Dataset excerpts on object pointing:

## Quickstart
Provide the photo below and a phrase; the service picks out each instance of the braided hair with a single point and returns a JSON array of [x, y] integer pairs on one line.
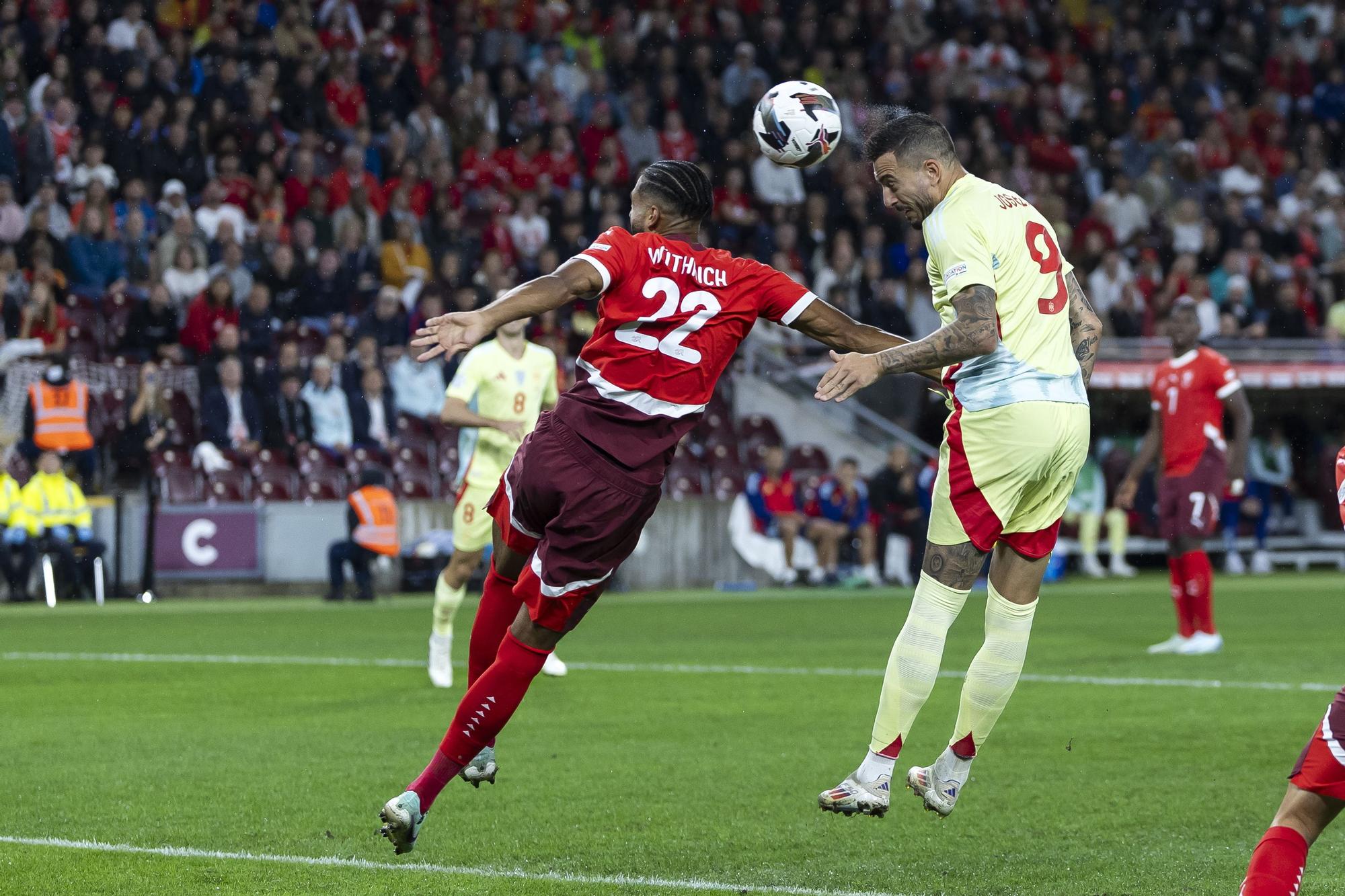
[[681, 186]]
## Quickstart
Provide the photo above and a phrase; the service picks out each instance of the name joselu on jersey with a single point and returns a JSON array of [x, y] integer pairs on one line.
[[705, 276]]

EXERCISE BRIEF
Could you change "a single point" to "one point" throughout all the lines above, keeping everything else the same? Leave the pictures out of your version.

WRITTEN RESPONSE
## Quickstart
Provide the photo below and a phrase; the service picks out each instance of the braided hair with one point and returns a JSON array of [x, y] integer pairs on one line.
[[681, 186]]
## Quickstart
Provide the photo above and a phrase; the service picks out each instance of the name joselu on jersey with one point and returns a JSON array of [x, y] integer pairs on one line.
[[705, 276]]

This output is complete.